Excerpt provided>
Helical Nightmares posted:

About three days ago I received an email from Modiphius saying that they will distribute 5th Edition Vampire (published by White Wolf).

https://www.modiphius.com/modiphius-press-releases

So is White Wolf subcontracting distribution? They used to be their own distributor correct?

White Wolf is essentially an IP holding company at this point.

Moriatti
Apr 21, 2014

Yawgmoth posted:

Five Nations is another book in the same vein, but for the 5 countries involved in the Last War. Each one gets a prestige class, a handful of plot hooks, a few factions, and a couple monsters along with the usual important cities/locations/demographics stuff. Really great stuff for fleshing out a given country, doubly useful if you want to run a more "political intrigue"-y style game. Don't know how I feel about the reputation system in there since I've never used it, but it seems like a thing that would function well enough if that's a thing you want to use.

I definitely want a reputation system, and was going to rip out Zeitgeist's rep, but a setting specific one also sounds pretty rad. Does it port to 4e well?


Evil Mastermind posted:

One of the things I loved about Five Nations is how they described the countries in terms of the population; you'd get a typical day in the life of some generic guy, little interesting facts about the people, what the national pastimes were, stuff like that.

This is sick as hell.

Yawgmoth
Sep 10, 2003

This post is cursed!

Moriatti posted:

I definitely want a reputation system, and was going to rip out Zeitgeist's rep, but a setting specific one also sounds pretty rad. Does it port to 4e well?

Records shown>
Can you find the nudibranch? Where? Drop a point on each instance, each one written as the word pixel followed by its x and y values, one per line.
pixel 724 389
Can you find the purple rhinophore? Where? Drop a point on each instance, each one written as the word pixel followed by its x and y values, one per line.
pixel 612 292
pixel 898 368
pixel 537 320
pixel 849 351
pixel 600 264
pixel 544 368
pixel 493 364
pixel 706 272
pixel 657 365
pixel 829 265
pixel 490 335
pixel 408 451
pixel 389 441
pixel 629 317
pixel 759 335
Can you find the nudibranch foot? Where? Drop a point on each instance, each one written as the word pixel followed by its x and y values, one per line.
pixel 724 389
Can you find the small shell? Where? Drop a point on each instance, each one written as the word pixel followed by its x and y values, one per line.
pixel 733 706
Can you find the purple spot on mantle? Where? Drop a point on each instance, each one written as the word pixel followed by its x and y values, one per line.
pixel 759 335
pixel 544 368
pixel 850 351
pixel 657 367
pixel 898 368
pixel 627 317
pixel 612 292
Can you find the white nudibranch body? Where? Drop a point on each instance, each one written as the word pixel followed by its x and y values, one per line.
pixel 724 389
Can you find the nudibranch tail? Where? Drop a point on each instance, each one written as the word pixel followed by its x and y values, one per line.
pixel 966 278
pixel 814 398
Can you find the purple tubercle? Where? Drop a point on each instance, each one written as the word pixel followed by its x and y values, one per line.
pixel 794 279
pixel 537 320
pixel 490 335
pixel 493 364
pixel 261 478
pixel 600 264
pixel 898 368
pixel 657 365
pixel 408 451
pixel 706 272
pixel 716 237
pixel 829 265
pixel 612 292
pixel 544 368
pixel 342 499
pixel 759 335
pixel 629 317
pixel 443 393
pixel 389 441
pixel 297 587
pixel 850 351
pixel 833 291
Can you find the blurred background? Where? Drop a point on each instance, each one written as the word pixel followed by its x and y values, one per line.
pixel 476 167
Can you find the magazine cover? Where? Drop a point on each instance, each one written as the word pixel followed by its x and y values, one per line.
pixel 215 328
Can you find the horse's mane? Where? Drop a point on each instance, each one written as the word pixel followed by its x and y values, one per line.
==
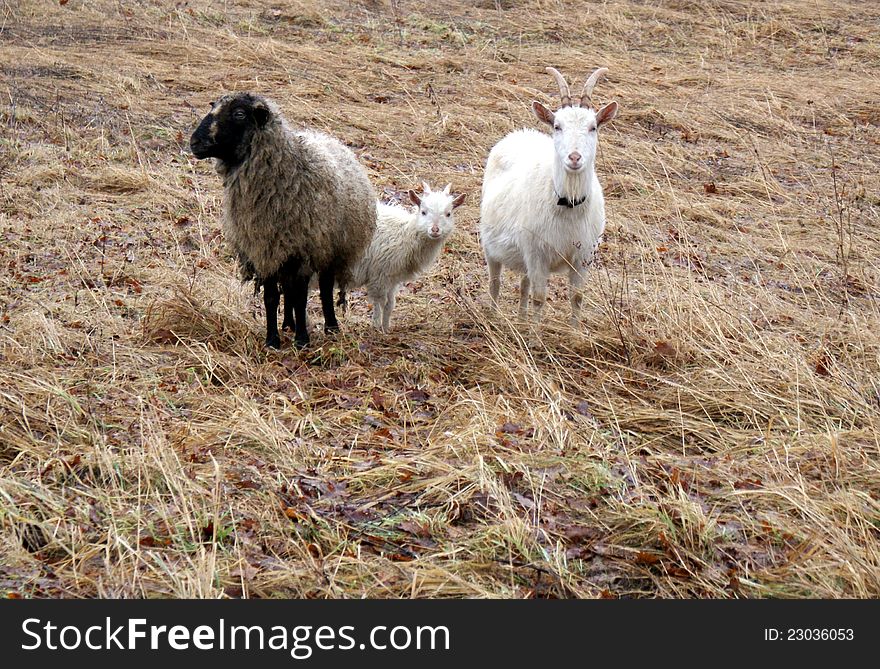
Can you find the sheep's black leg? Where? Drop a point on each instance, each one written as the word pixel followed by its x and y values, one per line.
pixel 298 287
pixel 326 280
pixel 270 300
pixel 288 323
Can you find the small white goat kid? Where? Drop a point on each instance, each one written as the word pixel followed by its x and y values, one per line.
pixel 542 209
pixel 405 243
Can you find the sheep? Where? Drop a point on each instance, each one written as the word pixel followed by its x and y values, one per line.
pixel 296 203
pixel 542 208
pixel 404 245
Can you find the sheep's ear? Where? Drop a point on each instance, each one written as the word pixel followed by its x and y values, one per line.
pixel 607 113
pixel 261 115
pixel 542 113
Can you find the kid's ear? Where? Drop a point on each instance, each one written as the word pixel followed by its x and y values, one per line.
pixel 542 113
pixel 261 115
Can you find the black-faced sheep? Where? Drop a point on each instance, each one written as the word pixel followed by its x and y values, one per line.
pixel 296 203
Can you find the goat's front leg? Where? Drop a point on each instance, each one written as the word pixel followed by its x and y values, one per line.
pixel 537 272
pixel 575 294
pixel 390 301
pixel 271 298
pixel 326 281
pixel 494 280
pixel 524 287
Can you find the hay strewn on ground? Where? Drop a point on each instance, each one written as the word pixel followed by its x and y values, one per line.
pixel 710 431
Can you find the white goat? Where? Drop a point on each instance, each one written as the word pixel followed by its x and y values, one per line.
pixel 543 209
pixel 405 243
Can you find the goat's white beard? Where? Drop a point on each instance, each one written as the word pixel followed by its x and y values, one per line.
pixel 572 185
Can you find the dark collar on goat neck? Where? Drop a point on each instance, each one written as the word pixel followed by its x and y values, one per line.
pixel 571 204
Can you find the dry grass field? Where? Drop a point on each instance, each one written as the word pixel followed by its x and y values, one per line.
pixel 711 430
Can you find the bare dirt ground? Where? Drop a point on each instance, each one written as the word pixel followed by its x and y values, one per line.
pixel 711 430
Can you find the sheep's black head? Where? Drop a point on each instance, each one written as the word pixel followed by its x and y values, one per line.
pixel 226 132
* * *
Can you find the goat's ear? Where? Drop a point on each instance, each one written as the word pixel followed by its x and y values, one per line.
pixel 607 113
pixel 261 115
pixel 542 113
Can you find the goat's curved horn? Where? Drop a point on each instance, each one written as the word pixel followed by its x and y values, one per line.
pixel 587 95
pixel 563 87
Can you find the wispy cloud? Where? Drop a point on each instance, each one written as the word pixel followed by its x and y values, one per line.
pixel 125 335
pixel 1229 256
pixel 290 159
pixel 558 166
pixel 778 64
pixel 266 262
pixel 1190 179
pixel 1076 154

What is being asked> In the forum excerpt, what does each country in Five Nations get besides the usual cities, locations and demographics?

Answer to the problem> A prestige class, a handful of plot hooks, a few factions, and a couple of monsters.